▸ TASKS AND EXERCISES
(1) In the text on the 2014 animated series, who voices the Woodsman?
(2) Write the next part of the text on the 2014 animated series, picking up right after its final words.

Entry updated 27 January 2021. Tagged: TV.

US animated tv series (2014). Cartoon Network. Created by Patrick McHale. Directors include Nate Cash, Nick Cross and Bert Youn. Story by Amalia Levari, Tom Herpich, and Patrick McHale. Voice cast includes Emily Brundige, John Cleese, Tim Curry, Collin Dean, Christopher Lloyd, Melanie Lynskey, Samuel Ramey and Elijah Wood. Ten eleven-minute episodes, plus the pilot, Tome of the Unknown: Harvest Melody (2013). Colour.

Walking through a dark wood are Wirt (Wood), a fretful teenager wearing a red cone and blue cape, and his step brother Greg (Dean), a happy child wearing an upside-down teapot on his head and carrying a frog. Greg is reciting a list of the very worst names for the frog when he is stopped by Wirt, who has realized they are lost. A Woodsman (Lloyd) warns them, "The Beast is afoot here"; Beatrice (Lynskey), a talking bluebird, offers to take them to Adelaide (Cleese), who would help them get home.

Adventures follow, mainly Horror-tinged but stylistically varied. Most memorable are a village's Harvest Festival, the inhabitants revealed to be clothed skeletons wearing pumpkins as heads: this turns out to be both less and more ominous than it first appears; after Wirt turns down an offer to stay the speaker remarks, "O well, you'll join us someday" (see Eschatology). At a cottage Wirt befriends a young girl controlled by the unnerving Auntie Whispers (Curry) and tries to help her – but finds there are reasons for Auntie's actions. A lighter episode features a young woman and her school for animal children. Beatrice, as she reluctantly grows fonder of the pair, tries to dissuade them from meeting Adelaide (they do meet her, but escape). Episode 8 has Wirt succumbing to despair and, as the snow falls, blaming Greg for their predicament. Greg, after a journey to a charming 1930s cartoon cloudland, shoulders the responsibility and prepares to sacrifice his freedom to the Beast (a creature always in shadow, save for one glimpse – see Monsters)

▸ STORED DATA

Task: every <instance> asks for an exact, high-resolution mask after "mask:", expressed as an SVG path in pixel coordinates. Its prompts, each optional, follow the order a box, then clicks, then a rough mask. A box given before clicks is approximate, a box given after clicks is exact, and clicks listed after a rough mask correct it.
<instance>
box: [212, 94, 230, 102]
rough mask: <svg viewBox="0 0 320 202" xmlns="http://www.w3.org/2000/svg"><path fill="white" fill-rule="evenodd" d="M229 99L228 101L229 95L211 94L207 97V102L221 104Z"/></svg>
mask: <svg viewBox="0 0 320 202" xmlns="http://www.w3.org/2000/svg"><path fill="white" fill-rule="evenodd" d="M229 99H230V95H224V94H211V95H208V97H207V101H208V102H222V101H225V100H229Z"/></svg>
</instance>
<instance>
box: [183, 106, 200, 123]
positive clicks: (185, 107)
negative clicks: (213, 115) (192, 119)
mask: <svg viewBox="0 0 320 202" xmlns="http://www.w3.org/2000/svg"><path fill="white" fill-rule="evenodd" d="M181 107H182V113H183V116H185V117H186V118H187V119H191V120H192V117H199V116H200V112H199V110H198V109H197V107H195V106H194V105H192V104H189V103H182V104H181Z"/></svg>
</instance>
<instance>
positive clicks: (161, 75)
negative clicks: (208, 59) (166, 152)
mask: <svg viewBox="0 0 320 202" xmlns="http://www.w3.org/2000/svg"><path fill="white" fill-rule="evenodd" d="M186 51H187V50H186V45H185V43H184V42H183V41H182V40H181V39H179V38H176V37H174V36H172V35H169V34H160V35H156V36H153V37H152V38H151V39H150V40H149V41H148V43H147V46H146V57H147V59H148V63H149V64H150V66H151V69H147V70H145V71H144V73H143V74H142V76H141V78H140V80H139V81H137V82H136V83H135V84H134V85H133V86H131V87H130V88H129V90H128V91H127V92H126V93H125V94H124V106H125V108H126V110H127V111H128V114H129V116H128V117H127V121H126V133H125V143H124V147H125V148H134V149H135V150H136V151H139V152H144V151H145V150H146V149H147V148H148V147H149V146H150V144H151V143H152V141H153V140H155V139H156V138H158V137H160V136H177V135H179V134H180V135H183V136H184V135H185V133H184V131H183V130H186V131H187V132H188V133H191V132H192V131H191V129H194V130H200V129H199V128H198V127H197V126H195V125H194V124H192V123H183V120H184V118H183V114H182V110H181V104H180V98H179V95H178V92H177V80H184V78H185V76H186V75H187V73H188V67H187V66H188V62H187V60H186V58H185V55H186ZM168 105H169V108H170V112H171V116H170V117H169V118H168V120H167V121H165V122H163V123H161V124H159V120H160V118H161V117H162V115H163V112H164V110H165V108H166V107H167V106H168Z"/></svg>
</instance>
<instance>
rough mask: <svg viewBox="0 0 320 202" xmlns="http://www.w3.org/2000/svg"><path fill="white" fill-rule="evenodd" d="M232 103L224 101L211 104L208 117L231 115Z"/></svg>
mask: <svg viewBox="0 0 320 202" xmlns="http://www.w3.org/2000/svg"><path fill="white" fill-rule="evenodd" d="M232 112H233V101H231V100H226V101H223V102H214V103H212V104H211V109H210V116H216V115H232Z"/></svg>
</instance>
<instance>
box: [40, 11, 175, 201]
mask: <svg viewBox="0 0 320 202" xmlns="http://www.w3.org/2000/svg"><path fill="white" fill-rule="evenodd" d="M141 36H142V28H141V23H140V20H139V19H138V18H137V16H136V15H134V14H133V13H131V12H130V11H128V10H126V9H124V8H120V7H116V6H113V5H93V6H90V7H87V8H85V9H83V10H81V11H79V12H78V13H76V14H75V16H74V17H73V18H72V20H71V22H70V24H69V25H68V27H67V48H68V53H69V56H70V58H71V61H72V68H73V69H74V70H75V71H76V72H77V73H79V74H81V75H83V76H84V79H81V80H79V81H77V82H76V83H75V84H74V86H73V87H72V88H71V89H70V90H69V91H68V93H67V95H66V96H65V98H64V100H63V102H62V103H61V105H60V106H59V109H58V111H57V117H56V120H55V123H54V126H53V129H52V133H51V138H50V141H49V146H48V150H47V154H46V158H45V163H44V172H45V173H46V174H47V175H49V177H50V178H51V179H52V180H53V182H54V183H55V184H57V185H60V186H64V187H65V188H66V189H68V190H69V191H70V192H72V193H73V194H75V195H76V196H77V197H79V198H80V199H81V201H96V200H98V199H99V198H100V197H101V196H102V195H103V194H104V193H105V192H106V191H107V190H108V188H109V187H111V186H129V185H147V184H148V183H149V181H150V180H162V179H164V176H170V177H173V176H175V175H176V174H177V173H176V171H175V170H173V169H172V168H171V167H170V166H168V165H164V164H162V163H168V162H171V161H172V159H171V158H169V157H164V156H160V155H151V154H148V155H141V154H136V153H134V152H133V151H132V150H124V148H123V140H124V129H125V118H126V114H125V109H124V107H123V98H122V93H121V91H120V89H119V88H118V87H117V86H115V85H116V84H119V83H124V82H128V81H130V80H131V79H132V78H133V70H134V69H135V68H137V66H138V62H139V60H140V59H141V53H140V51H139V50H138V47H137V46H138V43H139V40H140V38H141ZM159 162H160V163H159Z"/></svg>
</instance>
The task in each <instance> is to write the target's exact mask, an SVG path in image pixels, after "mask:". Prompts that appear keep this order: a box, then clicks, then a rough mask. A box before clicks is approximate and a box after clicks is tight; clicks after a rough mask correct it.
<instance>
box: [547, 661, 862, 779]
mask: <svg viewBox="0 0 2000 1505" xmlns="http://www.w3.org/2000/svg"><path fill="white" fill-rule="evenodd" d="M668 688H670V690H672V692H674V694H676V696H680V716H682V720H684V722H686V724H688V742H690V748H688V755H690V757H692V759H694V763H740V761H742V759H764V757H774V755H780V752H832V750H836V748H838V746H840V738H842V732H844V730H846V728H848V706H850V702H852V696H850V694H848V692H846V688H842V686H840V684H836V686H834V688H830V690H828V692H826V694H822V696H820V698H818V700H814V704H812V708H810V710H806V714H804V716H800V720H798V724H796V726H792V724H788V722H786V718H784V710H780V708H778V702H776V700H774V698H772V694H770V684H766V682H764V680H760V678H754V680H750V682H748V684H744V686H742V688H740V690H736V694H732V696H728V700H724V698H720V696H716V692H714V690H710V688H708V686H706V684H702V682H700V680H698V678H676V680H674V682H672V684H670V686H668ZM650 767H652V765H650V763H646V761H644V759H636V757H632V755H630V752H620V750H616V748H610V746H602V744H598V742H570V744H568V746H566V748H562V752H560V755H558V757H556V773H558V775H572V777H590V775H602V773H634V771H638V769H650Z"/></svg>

▸ ANSWERS BY ITEM
(1) Christopher Lloyd

(2)
Episode 9 is chronologically the first: it is Halloween in 1980s small-town America, the brothers' attire now explained (Greg is dressed as an elephant, the teapot's snout the trunk). Wirt is trying to pluck up courage to give his crush, Sara (Brundige), a mixtape. Events lead to the brothers fleeing a graveyard (the "garden" of the title) and falling into a lake. The final episode has a rallied Wirt confronting the Beast (Ramey), preparing to bear the burden it seeks to impose, but then exclaims "... wait, that's dumb!" as he realizes the true situation – the Beast is not strong but extremely vulnerable. The Brothers awake in hospital, with Sara and friends at their side; Wirt has grown, his bitterness and hostility towards his step-brother now gone. The apparent explanation, that events were Wirt's near-death experience, is blurred by the ending: we see the woodlanders again, their lives happier – including the Woodsman and Beatrice (who, having been cursed – see Magic – is now human again).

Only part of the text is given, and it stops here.